CONSIGNES »
1 - Les affirmations suivantes s'accordent-elles avec l'extrait sur les unités kangourous, plus bas ? Pour chacune, répondez par oui ou par non et citez mot pour mot les termes décisifs de l'extrait.
(a) À Bogota, le portage et l'allaitement maternels ont notamment servi à compenser un manque de matériel et de personnel soignant.
(b) Dans le service décrit, le contact peau à peau est considéré comme un moyen thérapeutique.
(c) La première structure de ce type en France fonctionne depuis 1987 à Clamart.
2 - Reproduisez fidèlement un passage de l'extrait sur les unités kangourous, plus bas : partez des mots "en Europe et" et arrêtez-vous après "à Clamart (5).".

EXTRAIT FOURNI »

━━━━━━━━━━━━━━━━

Une telle attitude exige de chacun un effort d'observation et d'écoute et une grande souplesse d'adaptation, au risque de donner parfois à certains observateurs extérieurs une impression de désorganisation, inhabituelle dans un service de néonatologie. Privilégier l'humanisation en assurant les meilleurs soins constitue désormais l'objectif des équipes médicales : en maternité, cela signifie préserver la relation mère-enfant sans compromettre leur sécurité et les unités "mères kangourous" en constituent un des moyens. Il s'agit là d'une innovation non pas technique mais fonctionnelle, d'une autre pratique qui exige de l'ensemble de l'équipe une bonne cohésion et une solide conviction afin d'affronter les obstacles et de continuer à progresser. Mais le bonheur des mères et des bébés, et peut être leur avenir, ne valent-ils pas ce prix ? "Il est bien d'empêcher les enfants de mourir, il est mieux de leur permettre de vivre, sans oublier que vivre c'est d'abord être accepté et accueilli." (M. Titran ).

Les unités "kangourous"

Le principe

L'idée est simple, du moins en théorie : inverser la pratique habituelle qui consiste à amener le patient dans la structure de soins, en déplaçant au contraire les soignants vers leurs patients, en l'occurrence les bébés, maintenus à leur place normale, c'est-à-dire dans la chambre de leur mère. L'image de "mère-kangourou" symbolise l'élevage du nouveau-né petit et fragile tout près de sa mère. D'autres expériences, un peu différentes, ont choisi le mme symbole : le service de Néonatologie de Bogota en Colombie a utilisé le portage et l'allaitement maternels, non seulement pour préserver la relation de l'enfant avec sa mère, mais surtout pour palier à un déficit en matériel et en personnel soignant, et réduire ainsi les complications iatrogènes (3) ;

en Europe et aux Etats-Unis, plusieurs équipes de réanimation proposent le contact peau à peau intermittent de l'enfant avec ses parents, comme une véritable "technique" complémentaire de soins (4) ; dans notre service, le portage, le contact peau à peau et l'allaitement maternel ne sont pas considérés comme un moyen thérapeutique mais simplement comme faisant partie de la relation entre l'enfant et ses parents. La première structure de ce type en France, dont nous rapportons ici l'expérience, fonctionne depuis 1987 à l'hôpital Antoine Béclère à Clamart (5).

━━━━━━━━━━━━━━━━

Données d'expressions référentielles:

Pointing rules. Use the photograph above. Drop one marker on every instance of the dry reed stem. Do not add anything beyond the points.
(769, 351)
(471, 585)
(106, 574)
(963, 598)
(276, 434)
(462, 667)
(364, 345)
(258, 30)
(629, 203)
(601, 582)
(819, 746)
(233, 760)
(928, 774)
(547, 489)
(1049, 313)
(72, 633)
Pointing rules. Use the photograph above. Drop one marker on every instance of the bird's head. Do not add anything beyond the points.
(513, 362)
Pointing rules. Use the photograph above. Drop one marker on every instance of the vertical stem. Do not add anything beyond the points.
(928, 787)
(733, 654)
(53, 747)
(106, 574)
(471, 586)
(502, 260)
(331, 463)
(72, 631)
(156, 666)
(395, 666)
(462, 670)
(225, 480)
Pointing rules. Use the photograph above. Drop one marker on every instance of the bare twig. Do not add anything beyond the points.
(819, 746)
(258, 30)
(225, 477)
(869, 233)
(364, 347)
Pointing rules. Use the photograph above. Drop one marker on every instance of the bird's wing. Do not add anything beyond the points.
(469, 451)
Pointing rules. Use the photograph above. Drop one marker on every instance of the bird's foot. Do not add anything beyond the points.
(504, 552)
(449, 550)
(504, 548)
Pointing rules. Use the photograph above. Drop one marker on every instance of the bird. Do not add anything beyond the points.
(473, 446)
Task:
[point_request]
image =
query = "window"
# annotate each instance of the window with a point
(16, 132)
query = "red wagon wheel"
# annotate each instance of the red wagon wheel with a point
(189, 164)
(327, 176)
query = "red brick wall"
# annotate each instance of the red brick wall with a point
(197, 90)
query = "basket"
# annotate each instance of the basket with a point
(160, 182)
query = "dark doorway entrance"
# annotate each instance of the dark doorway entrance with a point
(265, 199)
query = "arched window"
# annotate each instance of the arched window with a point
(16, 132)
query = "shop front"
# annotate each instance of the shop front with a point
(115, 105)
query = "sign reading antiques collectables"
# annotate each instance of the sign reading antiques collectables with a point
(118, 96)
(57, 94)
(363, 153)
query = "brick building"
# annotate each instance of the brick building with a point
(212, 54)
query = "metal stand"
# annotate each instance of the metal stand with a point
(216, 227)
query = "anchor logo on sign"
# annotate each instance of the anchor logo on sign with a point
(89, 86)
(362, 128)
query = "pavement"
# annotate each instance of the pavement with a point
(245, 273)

━━━━━━━━━━━━━━━━

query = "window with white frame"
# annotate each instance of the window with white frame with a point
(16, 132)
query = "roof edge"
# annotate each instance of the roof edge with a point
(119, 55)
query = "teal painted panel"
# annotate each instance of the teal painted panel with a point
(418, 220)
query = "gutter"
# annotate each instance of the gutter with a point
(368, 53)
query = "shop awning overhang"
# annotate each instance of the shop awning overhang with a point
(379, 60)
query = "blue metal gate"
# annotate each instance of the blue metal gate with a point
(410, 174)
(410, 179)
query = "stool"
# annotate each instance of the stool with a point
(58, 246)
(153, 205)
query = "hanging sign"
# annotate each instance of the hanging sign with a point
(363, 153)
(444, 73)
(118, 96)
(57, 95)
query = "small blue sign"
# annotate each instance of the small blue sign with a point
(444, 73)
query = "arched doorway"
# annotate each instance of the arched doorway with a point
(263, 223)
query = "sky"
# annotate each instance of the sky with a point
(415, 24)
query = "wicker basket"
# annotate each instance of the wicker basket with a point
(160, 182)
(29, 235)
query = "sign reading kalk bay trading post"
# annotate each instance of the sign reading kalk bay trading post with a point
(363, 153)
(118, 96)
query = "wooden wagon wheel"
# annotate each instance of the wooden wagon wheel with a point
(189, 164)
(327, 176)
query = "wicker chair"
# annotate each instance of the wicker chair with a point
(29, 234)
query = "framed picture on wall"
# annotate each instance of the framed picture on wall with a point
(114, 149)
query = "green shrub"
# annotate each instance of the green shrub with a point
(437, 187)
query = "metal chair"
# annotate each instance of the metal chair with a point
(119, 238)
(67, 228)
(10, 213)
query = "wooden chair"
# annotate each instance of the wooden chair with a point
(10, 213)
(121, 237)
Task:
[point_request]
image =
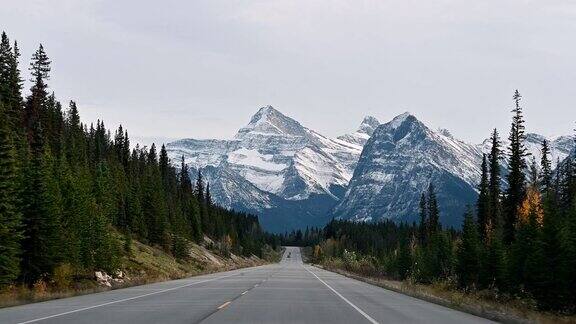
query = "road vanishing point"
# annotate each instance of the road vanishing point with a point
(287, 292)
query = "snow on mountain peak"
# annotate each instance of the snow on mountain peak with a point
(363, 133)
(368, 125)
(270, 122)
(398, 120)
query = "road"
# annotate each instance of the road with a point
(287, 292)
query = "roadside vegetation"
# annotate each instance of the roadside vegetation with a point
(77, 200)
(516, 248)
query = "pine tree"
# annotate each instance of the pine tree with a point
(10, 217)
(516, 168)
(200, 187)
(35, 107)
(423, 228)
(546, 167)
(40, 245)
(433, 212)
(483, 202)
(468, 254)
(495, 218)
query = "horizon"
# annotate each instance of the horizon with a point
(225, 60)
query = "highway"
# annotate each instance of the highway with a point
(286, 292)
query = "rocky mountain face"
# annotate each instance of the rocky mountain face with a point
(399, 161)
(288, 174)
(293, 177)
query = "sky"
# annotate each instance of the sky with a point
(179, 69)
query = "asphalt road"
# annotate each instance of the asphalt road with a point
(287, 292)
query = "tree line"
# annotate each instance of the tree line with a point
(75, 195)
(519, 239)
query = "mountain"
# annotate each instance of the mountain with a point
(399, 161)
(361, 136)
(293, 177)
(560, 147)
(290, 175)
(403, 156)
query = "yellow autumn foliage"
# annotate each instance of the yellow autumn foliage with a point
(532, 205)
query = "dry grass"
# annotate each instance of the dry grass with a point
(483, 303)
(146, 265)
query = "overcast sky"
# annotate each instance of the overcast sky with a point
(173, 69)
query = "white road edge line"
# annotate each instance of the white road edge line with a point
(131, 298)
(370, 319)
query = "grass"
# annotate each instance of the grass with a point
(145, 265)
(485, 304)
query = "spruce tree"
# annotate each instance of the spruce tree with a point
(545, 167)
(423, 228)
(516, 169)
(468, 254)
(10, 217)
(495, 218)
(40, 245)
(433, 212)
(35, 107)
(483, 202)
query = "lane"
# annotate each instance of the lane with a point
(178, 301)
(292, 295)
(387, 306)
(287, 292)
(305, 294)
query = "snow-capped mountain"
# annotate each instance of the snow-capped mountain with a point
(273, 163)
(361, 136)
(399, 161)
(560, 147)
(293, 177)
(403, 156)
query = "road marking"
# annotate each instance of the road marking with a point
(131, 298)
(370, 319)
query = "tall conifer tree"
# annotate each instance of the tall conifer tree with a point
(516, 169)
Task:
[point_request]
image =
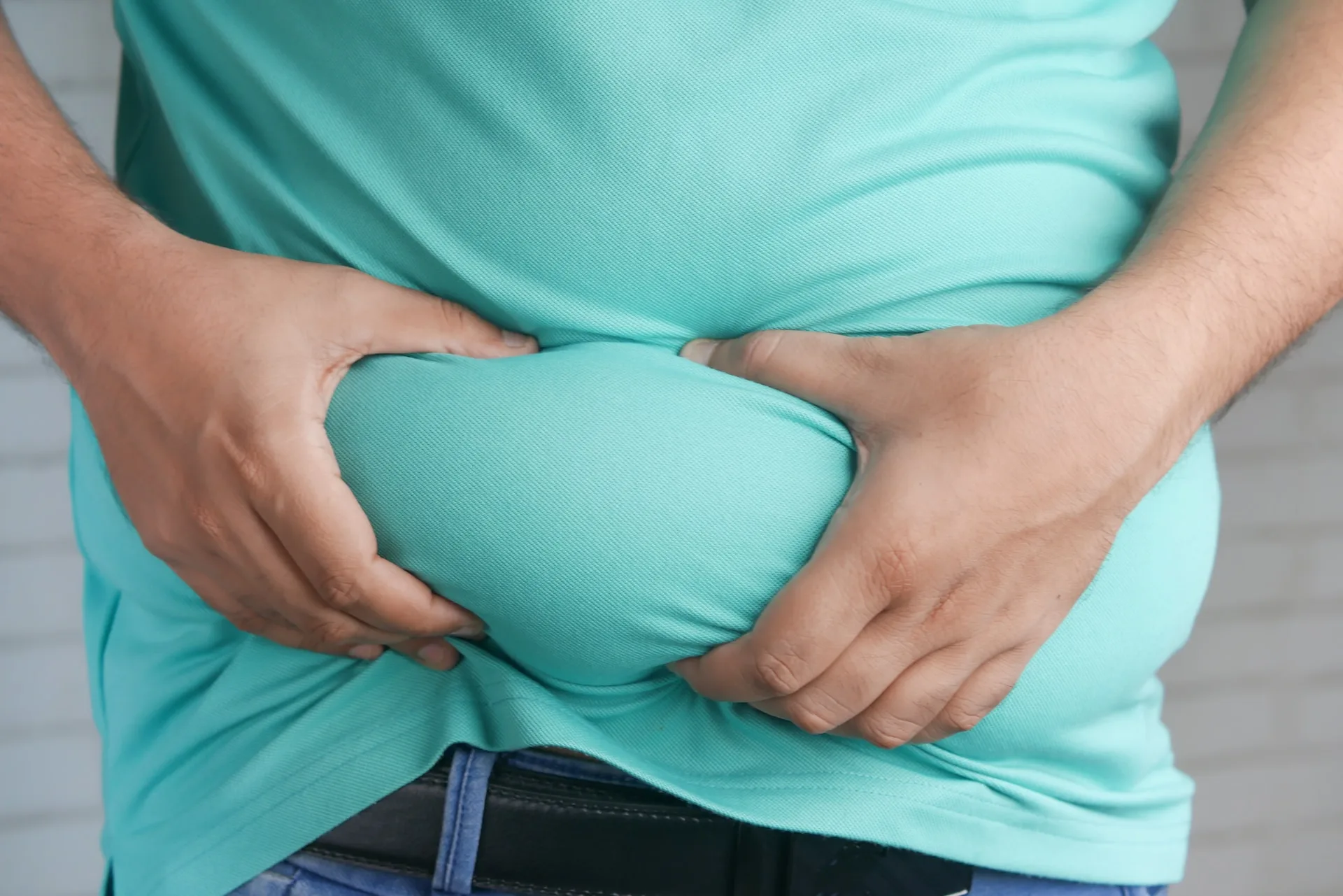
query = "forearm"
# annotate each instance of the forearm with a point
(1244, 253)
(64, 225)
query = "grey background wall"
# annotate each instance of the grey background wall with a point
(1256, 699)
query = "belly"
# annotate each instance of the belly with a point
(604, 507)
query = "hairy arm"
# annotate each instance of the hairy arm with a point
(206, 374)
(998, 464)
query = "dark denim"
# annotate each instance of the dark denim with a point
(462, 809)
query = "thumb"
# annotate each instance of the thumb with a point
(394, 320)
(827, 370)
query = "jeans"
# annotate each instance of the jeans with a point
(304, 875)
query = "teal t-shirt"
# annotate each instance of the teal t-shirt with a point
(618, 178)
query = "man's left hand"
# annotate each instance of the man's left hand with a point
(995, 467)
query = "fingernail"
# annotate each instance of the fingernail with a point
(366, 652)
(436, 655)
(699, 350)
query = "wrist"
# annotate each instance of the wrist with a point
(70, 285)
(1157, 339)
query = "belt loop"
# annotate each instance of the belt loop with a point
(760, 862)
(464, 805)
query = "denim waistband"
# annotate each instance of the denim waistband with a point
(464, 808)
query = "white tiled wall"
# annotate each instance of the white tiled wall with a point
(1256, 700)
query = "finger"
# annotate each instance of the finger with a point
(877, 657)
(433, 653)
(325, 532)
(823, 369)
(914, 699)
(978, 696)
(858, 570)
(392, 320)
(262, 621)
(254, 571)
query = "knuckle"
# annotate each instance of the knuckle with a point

━━━━━━━━━━━━━━━━

RÉPONSES »
1 -
(a) Oui : « pour palier à un déficit en matériel et en personnel soignant »
(b) Non : « ne sont pas considérés comme un moyen thérapeutique mais simplement comme faisant partie de la relation entre l'enfant et ses parents »
(c) Oui : « fonctionne depuis 1987 à l'hôpital Antoine Béclère à Clamart »

2 -
en Europe et aux Etats-Unis, plusieurs équipes de réanimation proposent le contact peau à peau intermittent de l'enfant avec ses parents, comme une véritable "technique" complémentaire de soins (4) ; dans notre service, le portage, le contact peau à peau et l'allaitement maternel ne sont pas considérés comme un moyen thérapeutique mais simplement comme faisant partie de la relation entre l'enfant et ses parents. La première structure de ce type en France, dont nous rapportons ici l'expérience, fonctionne depuis 1987 à l'hôpital Antoine Béclère à Clamart (5).